→ Recorded information

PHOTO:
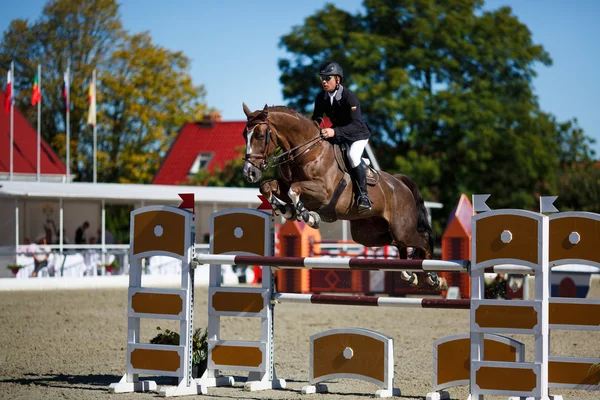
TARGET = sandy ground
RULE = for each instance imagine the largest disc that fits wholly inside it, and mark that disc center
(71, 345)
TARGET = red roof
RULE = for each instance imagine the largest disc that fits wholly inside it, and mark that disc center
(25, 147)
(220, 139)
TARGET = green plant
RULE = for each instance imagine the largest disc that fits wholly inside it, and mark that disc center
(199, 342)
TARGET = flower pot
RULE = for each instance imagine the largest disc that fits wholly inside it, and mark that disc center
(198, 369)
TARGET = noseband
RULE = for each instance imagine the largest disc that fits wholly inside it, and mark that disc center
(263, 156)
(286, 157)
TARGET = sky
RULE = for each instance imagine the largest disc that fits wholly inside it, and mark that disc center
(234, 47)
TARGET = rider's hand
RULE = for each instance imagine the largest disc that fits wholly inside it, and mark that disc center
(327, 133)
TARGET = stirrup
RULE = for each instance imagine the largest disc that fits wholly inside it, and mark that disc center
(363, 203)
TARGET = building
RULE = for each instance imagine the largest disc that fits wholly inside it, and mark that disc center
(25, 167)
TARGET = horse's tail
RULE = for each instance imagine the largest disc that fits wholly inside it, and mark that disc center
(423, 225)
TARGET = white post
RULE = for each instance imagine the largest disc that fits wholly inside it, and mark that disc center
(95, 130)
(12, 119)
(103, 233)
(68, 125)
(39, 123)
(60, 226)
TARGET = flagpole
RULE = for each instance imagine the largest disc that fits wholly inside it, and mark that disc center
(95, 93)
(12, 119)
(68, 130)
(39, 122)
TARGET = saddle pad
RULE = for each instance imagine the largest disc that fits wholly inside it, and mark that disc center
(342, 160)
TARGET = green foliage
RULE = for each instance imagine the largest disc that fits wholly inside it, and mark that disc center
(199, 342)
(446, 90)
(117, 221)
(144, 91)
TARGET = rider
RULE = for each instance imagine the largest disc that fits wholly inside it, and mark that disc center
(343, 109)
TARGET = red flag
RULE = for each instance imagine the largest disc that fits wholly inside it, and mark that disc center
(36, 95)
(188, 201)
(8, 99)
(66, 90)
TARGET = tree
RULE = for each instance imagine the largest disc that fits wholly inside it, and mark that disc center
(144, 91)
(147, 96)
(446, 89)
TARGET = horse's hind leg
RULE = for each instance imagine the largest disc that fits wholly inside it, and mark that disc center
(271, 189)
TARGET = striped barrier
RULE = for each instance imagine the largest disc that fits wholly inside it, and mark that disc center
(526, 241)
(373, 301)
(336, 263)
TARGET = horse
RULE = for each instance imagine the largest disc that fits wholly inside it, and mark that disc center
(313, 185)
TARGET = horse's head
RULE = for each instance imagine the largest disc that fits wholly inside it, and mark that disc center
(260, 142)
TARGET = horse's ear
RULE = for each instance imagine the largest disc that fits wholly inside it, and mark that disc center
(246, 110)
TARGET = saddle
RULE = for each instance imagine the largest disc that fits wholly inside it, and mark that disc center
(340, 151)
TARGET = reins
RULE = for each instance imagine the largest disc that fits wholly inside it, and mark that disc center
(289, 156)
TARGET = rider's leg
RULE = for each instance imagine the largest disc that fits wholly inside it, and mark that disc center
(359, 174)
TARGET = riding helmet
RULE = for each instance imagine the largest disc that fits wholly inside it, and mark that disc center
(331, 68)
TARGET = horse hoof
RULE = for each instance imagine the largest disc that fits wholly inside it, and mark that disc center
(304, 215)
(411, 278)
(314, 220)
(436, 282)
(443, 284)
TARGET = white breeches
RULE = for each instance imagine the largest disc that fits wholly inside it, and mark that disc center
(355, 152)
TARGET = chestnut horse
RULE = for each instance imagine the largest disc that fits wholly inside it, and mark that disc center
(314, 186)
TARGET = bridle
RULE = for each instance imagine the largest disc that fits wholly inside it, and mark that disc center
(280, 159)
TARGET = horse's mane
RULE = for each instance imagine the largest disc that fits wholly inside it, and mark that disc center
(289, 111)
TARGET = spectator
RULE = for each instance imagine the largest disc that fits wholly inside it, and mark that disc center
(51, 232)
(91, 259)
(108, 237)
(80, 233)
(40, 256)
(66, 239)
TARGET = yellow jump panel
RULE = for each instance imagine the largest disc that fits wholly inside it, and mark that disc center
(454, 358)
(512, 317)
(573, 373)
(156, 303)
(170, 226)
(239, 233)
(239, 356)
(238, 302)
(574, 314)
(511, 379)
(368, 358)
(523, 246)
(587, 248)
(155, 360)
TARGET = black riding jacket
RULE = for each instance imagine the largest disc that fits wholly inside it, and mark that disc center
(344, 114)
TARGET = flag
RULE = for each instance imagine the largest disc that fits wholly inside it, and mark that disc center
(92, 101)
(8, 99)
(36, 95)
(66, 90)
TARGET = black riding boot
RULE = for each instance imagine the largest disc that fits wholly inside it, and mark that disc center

→ The problem
Go through the material above line by line and work out how many lines contain the word "green"; give only that number.

→ Completed task
2